--- START ---

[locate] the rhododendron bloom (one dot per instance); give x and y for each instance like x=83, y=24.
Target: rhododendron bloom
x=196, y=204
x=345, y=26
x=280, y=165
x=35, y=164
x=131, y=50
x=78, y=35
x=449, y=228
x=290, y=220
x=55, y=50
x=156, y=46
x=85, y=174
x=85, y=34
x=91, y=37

--- END ---

## TASK PROMPT
Extract the entries above verbatim.

## ANSWER BOX
[locate] the rhododendron bloom (one dot per instance); give x and y for each instance like x=83, y=24.
Target: rhododendron bloom
x=196, y=204
x=345, y=26
x=280, y=165
x=35, y=164
x=131, y=50
x=78, y=35
x=449, y=228
x=290, y=220
x=55, y=50
x=156, y=46
x=85, y=174
x=85, y=34
x=91, y=37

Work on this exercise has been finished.